Start of GIVEN TEXT
Most Australian jurisdictions feature some form of government owned land development business. 

These include Economic Development Queensland (EDQ), Development Victoria, Landcom, Development WA and Renewal SA.  These can be sizeable enterprises.  For example, Landcom, the NSW Government’s development company has racked up total sales exceeding $4 billion over the past decade.

Some of these organisations descend from the Whitlam land programs of the 1970s, when the Commonwealth Government offered the States large amounts of cash to get into residential land development.  The hope was that competition from these state owned businesses would curb then rapidly escalating house prices.

The origins of other state land development corporations stretch back further to the slum clearance and public housing efforts pursued by some governments in the early post World War 2 years.

These organisations are variously equipped to compulsorily acquire land, capture value uplift and even grant themselves development approvals.  Typically, but not always, they operate at arm’s length from executive government, through legally independent corporations directed by competency based boards.
End of GIVEN TEXT
Start of ENTRIES PROVIDED
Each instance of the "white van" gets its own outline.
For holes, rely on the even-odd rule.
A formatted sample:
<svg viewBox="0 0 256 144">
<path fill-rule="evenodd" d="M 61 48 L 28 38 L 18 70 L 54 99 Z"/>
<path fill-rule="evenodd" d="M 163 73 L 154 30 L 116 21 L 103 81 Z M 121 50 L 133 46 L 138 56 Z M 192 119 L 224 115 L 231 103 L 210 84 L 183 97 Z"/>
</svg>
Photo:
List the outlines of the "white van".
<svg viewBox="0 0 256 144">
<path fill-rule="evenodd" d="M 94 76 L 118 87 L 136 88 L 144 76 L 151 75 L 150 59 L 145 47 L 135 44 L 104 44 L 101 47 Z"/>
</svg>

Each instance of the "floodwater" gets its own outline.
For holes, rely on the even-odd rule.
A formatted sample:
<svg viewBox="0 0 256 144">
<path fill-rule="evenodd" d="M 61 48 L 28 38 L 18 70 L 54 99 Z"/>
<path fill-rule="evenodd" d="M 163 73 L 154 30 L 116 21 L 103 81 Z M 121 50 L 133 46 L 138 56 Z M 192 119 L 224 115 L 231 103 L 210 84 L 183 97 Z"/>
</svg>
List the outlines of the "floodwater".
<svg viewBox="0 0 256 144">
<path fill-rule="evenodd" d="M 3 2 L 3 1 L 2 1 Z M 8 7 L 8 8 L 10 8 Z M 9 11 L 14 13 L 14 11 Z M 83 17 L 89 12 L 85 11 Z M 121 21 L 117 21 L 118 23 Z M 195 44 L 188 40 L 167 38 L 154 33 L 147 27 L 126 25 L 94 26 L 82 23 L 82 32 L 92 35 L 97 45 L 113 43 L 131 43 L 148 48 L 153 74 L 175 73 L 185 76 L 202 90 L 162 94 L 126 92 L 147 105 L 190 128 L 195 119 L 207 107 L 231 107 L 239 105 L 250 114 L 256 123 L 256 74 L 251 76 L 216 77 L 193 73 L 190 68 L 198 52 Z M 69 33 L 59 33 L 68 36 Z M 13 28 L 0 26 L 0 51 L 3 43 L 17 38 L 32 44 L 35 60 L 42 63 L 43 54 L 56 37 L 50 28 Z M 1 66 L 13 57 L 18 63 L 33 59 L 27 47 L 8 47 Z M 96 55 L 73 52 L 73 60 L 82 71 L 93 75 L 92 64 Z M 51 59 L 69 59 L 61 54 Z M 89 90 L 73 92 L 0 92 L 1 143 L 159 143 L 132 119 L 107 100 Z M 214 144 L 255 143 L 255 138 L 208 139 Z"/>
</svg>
End of ENTRIES PROVIDED
**TASKS FOR THIS EXERCISE:**
1. Reproduce part of the passage on government land development businesses, beginning at the words "The origins of" and stopping after "War 2 years.", and swap "slum clearance" for "urban renewal".
2. According to the passage on government land development businesses, what total sales has Landcom recorded over the past decade?
3. Please carry the passage on government land development businesses forward from its last sentence.
The records have no connection to the passage on government land development businesses.

**OUTPUTS FOR THE TASKS:**
1.
The origins of other state land development corporations stretch back further to the urban renewal and public housing efforts pursued by some governments in the early post World War 2 years.

2. Total sales exceeding $4 billion.

3.
The public policy case for State Governments having these corporations rests on three pillars reflecting different forms of ‘market failure’ in land development.  Firstly, there is the suspicion that the housing market may be prone to oligopoly, especially in greenfield growth areas where relatively few developers are active.  The now defunct South Australian Land Commission (subsequently called the SA Urban Land Trust – SAULT) provides the crowning example of deploying development corporations to remove market constraints on land supply for housing production.  In the second half of the 70s, the SA Government used its Whitlam funds to purchase most of the then anticipated urban expansion land around Adelaide.  The Commission proceeded to release land on a wholesale basis to bona fide developers who worked to what were then seen as nationally leading planning principles.  The Commission and SAULT captured all of the planning uplift along the way and fed a lot of this back into enabling infrastructure and quicker provision of community facilities.

The second policy rationale for state development corporations is that they act as a kind of innovation lab for the industry as whole.  Whereas regular developers in greenfield areas might be inclined to stick with tried and true business models and a conservative assessment of what the market wants, government sponsored developers may be mandated to experiment on issues like water sustainable design and integration of medium density and small lots into the housing mix.  Having proven up the commercial feasibility of these innovations, they can then be taken up by wider industry providing more value for home buyers and the community at large.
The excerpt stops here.